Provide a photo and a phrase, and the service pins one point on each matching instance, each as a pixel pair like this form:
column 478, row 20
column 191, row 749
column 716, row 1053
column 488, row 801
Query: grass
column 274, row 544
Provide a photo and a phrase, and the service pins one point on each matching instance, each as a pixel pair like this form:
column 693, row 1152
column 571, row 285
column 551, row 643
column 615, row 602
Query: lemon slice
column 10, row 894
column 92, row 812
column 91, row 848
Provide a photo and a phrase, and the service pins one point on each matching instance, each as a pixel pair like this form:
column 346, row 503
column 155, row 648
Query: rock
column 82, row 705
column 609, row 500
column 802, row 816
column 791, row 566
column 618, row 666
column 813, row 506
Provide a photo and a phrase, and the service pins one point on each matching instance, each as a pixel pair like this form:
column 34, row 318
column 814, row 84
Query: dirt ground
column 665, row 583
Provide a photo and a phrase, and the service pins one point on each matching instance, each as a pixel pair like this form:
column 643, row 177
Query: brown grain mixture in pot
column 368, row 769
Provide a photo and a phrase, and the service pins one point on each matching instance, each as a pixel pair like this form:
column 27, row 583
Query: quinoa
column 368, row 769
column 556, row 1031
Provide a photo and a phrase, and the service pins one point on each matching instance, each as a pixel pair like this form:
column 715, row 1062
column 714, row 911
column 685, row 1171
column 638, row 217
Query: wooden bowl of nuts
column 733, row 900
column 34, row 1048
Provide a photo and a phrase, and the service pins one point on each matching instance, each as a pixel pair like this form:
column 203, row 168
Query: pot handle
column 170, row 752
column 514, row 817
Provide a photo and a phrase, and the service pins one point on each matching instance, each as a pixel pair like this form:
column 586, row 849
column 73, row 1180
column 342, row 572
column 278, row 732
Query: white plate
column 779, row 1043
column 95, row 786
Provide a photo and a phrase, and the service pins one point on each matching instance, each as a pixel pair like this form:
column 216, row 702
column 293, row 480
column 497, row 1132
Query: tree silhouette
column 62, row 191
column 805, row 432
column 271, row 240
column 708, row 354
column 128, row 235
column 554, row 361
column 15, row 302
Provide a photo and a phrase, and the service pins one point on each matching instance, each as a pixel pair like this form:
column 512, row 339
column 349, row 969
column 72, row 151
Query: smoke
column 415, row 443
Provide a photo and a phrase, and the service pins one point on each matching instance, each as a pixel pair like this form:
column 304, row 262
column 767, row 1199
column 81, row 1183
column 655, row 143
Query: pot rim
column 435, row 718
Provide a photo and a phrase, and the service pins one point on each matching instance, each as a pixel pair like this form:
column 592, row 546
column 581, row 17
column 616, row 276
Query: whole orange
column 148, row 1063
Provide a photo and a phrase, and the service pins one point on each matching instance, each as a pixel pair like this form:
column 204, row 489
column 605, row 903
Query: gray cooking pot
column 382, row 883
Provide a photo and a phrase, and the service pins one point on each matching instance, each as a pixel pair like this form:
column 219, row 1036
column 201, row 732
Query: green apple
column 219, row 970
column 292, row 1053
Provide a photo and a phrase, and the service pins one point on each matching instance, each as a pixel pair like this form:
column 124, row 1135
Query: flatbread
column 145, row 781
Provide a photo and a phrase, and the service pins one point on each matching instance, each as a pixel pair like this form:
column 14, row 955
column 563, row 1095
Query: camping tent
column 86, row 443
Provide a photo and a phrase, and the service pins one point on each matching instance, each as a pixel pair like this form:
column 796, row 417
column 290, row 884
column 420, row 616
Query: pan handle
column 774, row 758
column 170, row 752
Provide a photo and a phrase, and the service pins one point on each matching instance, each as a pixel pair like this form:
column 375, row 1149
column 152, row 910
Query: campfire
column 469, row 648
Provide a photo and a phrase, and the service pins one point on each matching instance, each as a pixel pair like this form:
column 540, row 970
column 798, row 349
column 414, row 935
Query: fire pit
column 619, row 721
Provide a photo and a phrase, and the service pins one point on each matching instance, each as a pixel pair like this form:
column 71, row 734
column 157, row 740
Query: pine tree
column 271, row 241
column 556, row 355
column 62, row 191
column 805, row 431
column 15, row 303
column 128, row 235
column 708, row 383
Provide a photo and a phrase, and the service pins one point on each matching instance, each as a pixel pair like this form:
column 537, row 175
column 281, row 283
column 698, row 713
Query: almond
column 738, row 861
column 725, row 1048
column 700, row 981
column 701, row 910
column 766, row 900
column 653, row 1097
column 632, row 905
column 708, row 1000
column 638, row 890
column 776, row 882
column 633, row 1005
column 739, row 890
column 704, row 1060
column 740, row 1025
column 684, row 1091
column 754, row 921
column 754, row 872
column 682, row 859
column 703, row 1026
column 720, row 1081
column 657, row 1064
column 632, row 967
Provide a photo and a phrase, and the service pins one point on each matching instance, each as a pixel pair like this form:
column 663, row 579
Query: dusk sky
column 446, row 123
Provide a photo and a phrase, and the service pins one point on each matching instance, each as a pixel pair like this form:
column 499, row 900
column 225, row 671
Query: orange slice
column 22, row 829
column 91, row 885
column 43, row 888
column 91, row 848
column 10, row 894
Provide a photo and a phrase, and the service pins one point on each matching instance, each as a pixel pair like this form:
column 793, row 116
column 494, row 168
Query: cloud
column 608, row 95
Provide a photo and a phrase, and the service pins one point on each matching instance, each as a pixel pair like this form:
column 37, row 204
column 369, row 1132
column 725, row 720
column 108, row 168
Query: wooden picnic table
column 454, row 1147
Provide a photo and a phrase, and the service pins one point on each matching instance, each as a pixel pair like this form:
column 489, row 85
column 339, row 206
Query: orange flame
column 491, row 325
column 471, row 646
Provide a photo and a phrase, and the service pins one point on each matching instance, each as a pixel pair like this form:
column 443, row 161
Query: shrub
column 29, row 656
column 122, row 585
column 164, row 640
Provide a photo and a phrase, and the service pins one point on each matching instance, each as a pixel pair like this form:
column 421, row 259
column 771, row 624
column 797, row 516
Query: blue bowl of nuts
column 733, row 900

■ **The task**
Give again exactly, and only, the lines above starting at the one with "column 155, row 648" and ending at the one with "column 814, row 84".

■ **Result of the exercise**
column 155, row 648
Query: rock
column 82, row 705
column 609, row 500
column 802, row 816
column 791, row 566
column 618, row 666
column 813, row 506
Provide a photo and a phrase, and the service pins one point on each matching instance, each as a pixel pair like this form:
column 34, row 318
column 814, row 84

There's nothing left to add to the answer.